■ Task: Could you render the lines of the listing below as a JSON list of strings, one string per line and no blank lines, beginning with the line containing "Can you see the white" and continuing through the line containing "[[293, 243], [176, 277], [595, 276], [72, 268]]"? Include only those lines.

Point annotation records

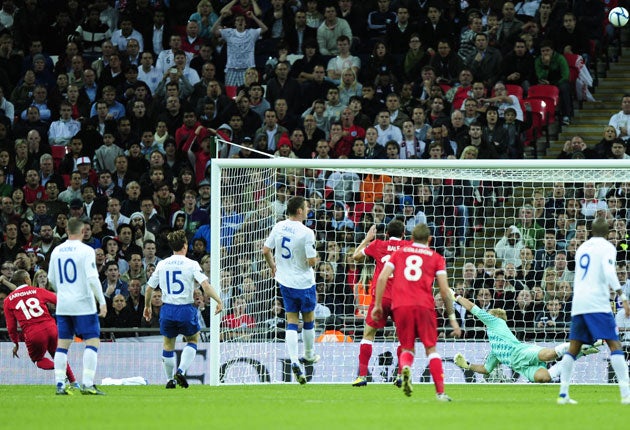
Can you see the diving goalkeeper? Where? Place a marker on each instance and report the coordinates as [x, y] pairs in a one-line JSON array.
[[526, 359]]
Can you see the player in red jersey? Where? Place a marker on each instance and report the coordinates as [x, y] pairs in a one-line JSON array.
[[415, 268], [379, 251], [26, 306]]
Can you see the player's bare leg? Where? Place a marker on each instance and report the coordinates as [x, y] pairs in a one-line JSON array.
[[406, 361], [620, 366], [291, 341], [365, 353], [61, 364], [437, 373]]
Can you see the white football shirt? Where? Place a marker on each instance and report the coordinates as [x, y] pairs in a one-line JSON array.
[[293, 243], [176, 277], [595, 276], [72, 268]]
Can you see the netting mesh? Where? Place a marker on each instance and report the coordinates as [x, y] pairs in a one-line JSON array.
[[509, 236]]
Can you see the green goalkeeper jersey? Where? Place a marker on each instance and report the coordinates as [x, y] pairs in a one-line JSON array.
[[502, 340]]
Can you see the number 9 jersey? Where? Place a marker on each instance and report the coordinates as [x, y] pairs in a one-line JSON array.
[[176, 277], [595, 276]]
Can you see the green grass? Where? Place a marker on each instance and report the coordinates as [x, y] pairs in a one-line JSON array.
[[318, 407]]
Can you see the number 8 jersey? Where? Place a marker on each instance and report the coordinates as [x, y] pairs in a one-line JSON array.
[[176, 277], [415, 269]]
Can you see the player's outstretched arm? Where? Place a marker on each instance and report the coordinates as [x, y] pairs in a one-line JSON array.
[[212, 293], [369, 237], [147, 313], [445, 292], [381, 283], [467, 304], [268, 254]]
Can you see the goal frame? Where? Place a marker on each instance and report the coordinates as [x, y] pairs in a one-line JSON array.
[[576, 170]]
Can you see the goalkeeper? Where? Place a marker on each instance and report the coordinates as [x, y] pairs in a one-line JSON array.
[[526, 359]]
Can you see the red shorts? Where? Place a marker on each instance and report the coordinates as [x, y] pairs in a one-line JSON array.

■ The completed task:
[
  "Can you see the white football shirt? Where? Place a marker on each instance and report the coordinates as [x, y] pairs in a one-line JSON array.",
  "[[293, 243], [176, 277], [595, 276], [72, 268]]"
]